▶ **Text block**
## start

Delegates to the Southern Baptist Convention’s annual meeting affirmed a decision to expel two Southern Baptist churches, including Rick Warren’s Saddleback Church in Orange County, California, because they employed women as pastors. The churches had appealed to the meeting, the denomination’s ruling body, to be allowed to remain.
Both churches were denied by a strong majority of the delegates, known as messengers, in vote outcomes announced Wednesday (June 14).
The body affirmed the ouster of Saddleback by a vote of 9,437 to 1,212. The vote went against Fern Creek Baptist Church in Louisville, Kentucky, by 9,700 to 806.
A third church, Freedom Church in Vero Beach, Florida, was also voted out after the SBC’s credentials committee had recommended it be expelled for its “lack of intent to cooperate in resolving concerns regarding a sexual abuse allegation.”

## end

▶ **What you will do**
- 1) Answer these about the Southern Baptist Convention article, please:
(a) What was the vote count that affirmed Saddleback Church's removal?
(b) In which city and state is Fern Creek Baptist Church located?
(c) What reason did the credentials committee give for recommending Freedom Church's expulsion?
- 2) Carry the Southern Baptist Convention article forward with a few more sentences, starting right after its final one.

▶ **Items**

## start

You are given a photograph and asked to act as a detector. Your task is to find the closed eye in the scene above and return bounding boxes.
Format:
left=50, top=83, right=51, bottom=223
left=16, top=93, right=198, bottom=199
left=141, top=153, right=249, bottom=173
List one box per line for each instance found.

## end

▶ **Task answers**
- 1)
(a) 9,437 to 1,212.
(b) Louisville, Kentucky.
(c) Its "lack of intent to cooperate in resolving concerns regarding a sexual abuse allegation."

- 2)
After the drama of Tuesday’s session at the annual meeting, when representatives of the church were given three minutes to appeal the decisions made by the SBC’s Executive Committee earlier this year, the announcement of the vote totals on Wednesday was greeted with muted applause, but mostly silence, from the meeting floor.
Saddleback, whose case was argued by founding pastor and bestselling author Rick Warren, had been ousted for naming Stacie Wood, wife of Warren successor Andy Wood, as “teaching pastor” since she and her husband arrived at the Lake Forest, California, megachurch last summer.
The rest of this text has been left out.